[Stored data]
»»
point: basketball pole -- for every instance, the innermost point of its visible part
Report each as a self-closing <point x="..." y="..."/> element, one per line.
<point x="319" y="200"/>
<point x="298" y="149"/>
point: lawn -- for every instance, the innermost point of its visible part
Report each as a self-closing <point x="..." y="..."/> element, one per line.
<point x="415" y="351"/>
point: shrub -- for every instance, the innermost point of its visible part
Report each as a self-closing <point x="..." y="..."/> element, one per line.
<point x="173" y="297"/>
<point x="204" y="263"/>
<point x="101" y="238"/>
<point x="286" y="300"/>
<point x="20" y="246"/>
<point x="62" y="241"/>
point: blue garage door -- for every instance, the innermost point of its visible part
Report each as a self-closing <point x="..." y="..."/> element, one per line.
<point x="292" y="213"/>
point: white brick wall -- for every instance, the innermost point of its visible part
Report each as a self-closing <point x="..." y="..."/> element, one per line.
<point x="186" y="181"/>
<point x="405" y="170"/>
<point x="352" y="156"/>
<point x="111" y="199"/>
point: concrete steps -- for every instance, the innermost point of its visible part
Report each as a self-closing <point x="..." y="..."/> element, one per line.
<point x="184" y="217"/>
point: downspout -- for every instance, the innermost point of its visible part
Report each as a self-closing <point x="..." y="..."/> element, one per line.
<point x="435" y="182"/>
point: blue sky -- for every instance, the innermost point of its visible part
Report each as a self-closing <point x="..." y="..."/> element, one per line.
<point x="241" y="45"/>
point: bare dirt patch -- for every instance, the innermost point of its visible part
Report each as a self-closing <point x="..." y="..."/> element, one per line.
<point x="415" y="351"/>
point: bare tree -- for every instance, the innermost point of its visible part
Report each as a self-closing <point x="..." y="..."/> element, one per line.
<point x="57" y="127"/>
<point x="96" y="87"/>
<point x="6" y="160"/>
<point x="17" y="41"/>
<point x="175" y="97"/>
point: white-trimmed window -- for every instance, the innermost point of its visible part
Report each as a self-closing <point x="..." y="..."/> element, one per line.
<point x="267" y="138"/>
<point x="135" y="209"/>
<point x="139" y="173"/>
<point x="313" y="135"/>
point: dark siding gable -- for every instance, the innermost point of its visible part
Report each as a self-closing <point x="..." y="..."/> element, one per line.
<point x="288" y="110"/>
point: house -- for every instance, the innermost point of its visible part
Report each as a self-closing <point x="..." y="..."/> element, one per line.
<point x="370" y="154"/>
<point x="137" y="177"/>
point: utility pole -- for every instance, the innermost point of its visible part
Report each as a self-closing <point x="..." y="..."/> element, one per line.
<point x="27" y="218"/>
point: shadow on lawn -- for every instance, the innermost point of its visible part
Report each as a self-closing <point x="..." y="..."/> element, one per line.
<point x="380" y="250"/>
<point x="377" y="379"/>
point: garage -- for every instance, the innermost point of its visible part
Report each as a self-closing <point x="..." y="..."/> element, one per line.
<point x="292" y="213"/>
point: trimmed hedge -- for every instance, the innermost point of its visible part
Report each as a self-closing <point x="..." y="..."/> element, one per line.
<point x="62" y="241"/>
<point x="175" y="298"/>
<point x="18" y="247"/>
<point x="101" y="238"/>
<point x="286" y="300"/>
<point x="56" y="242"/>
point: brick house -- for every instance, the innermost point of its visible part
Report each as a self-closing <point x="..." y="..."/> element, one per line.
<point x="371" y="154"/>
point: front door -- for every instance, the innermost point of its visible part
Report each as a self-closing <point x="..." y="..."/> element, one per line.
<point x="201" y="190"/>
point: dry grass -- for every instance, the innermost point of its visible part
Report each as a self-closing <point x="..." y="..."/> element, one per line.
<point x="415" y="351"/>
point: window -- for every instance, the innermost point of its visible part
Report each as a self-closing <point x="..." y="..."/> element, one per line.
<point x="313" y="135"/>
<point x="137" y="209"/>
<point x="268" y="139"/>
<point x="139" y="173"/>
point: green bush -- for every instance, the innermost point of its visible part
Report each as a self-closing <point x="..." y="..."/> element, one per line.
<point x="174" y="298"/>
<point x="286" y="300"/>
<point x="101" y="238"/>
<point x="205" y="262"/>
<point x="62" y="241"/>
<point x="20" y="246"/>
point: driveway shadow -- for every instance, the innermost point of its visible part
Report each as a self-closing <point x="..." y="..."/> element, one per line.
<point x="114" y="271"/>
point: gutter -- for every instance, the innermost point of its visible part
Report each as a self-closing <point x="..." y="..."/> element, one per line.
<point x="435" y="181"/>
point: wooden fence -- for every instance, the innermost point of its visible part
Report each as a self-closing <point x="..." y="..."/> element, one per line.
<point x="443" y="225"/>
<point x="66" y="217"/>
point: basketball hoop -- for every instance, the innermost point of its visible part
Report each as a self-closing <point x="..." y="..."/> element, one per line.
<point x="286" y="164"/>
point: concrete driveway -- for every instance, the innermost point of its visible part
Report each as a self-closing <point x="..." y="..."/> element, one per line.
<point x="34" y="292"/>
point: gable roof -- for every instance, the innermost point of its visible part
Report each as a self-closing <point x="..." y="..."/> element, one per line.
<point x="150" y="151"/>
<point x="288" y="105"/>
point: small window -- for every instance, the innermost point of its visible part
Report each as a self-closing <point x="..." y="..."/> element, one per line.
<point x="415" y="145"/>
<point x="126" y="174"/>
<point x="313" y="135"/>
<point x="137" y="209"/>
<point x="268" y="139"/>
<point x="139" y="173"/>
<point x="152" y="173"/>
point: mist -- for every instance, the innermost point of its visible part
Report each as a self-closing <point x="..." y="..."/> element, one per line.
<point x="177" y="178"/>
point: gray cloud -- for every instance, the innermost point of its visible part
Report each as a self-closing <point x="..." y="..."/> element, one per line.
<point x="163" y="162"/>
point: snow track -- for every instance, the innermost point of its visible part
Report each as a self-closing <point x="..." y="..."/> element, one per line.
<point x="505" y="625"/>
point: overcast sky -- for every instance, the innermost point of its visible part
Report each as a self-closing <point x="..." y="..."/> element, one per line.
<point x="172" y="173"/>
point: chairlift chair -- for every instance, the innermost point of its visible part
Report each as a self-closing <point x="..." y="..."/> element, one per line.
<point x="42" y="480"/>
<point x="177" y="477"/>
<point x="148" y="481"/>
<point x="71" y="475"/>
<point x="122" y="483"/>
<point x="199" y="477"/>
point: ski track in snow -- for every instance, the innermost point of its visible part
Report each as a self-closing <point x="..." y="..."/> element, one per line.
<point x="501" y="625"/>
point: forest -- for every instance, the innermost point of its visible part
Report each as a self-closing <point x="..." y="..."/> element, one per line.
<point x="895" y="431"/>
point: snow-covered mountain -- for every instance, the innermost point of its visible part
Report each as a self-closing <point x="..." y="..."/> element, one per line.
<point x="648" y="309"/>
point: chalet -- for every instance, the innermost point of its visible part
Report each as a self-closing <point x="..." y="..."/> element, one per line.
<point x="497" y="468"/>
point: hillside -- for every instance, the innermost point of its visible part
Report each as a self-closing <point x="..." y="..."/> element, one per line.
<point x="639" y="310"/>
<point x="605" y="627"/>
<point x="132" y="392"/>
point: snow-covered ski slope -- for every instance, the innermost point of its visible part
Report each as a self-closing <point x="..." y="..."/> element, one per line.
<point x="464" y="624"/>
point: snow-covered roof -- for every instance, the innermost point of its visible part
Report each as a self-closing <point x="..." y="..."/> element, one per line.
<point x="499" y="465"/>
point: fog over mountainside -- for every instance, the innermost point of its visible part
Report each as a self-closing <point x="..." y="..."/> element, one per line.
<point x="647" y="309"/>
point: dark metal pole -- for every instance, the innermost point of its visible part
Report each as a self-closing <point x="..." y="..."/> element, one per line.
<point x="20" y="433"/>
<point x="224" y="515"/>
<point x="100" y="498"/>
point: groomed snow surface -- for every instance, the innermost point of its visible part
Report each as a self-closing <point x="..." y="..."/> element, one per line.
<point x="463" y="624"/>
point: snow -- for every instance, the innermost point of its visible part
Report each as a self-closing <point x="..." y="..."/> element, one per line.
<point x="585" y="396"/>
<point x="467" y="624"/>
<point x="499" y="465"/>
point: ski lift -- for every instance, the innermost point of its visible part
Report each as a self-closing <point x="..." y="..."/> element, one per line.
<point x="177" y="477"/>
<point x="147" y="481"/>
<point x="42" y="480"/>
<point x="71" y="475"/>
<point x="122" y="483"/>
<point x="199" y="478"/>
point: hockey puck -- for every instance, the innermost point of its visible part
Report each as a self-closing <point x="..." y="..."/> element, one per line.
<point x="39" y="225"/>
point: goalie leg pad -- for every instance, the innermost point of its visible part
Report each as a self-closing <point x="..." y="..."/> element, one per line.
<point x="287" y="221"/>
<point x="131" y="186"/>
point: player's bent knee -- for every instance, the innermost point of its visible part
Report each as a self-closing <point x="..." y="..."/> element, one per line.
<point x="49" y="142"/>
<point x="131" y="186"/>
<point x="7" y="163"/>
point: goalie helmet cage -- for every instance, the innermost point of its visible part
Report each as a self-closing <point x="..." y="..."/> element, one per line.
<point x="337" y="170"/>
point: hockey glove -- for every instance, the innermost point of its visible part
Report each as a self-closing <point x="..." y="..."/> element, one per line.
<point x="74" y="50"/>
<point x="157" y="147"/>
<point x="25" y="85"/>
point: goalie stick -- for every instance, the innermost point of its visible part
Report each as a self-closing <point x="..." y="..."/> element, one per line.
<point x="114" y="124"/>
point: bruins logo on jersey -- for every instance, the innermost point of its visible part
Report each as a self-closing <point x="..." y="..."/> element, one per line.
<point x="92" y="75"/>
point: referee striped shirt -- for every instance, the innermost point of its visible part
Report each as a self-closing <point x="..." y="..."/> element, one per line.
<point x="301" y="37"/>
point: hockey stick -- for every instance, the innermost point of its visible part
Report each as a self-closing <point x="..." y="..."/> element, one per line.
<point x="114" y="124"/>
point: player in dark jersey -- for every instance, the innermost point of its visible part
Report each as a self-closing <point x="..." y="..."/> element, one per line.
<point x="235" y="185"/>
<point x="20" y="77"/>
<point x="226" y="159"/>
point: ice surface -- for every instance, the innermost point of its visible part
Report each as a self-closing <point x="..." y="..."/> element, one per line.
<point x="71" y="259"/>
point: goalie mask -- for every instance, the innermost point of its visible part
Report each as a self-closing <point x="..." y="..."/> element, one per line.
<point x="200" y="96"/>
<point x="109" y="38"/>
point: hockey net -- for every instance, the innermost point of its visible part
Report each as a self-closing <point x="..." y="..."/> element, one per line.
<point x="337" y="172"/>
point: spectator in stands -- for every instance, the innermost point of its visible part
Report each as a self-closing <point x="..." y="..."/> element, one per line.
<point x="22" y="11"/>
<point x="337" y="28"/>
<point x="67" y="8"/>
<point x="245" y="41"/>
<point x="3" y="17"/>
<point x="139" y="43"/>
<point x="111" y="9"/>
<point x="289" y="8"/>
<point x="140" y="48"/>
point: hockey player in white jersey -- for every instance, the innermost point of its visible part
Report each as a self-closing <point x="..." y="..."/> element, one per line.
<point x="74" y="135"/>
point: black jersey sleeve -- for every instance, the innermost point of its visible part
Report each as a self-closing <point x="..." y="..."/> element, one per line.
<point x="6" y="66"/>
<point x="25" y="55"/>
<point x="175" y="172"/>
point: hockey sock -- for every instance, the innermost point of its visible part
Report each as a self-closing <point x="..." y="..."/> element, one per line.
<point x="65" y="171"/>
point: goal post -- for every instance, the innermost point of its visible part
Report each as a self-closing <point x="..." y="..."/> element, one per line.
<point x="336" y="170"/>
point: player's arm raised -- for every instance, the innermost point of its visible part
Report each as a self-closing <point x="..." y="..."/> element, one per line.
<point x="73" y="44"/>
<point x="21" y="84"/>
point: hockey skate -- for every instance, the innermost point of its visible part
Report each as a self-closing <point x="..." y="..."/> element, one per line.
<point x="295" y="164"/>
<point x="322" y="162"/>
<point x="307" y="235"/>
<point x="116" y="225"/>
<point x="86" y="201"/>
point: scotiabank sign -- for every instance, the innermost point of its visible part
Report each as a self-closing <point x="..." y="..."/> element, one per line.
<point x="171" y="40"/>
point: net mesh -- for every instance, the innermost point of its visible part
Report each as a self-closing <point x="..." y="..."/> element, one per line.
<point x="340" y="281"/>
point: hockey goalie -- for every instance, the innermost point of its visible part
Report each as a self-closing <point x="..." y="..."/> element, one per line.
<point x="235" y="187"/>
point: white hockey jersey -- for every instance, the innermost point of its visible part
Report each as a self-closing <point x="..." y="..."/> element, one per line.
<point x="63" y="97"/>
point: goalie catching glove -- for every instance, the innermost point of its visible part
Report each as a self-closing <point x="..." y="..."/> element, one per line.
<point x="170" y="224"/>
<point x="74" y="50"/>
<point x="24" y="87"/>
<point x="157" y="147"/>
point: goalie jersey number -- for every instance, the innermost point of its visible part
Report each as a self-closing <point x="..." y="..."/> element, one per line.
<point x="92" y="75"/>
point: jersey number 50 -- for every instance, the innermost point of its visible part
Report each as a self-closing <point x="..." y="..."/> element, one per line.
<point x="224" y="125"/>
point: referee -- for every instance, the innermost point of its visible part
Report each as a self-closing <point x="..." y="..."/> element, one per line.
««
**GOAL**: Copy out exactly the lines from the line with "point: net mesh" to the end of the listing, including both of those lines, and give nothing else.

**TASK RESULT**:
point: net mesh -- for every instance, the innermost point of its visible part
Report each as a self-closing <point x="..." y="..."/> element, one per line.
<point x="340" y="281"/>
point: hockey goalie -- for every instance, the innermost point of its visible part
Report each as a self-closing <point x="..." y="..."/> element, one per line.
<point x="235" y="187"/>
point: white hockey jersey -- for every instance, the innermost point of its visible part
Report each as a self-closing <point x="..." y="..."/> element, one per line.
<point x="63" y="97"/>
point: goalie catching glove -- for every instance, the innermost point of its visible part
Report each as a self-closing <point x="..." y="..."/> element, one per line.
<point x="170" y="224"/>
<point x="74" y="50"/>
<point x="24" y="87"/>
<point x="157" y="147"/>
point: goalie jersey number -- for every instance, the innermost point of its visible part
Report each as a self-closing <point x="..." y="..."/> element, one per line.
<point x="92" y="75"/>
point: jersey number 50 -- for every instance, the innermost point of its visible part
Report each as a self-closing <point x="..." y="..."/> element, one per line.
<point x="224" y="125"/>
point: referee -- for every instance, the innermost point of its visible part
Report each as a self-closing <point x="..." y="..."/> element, one per line.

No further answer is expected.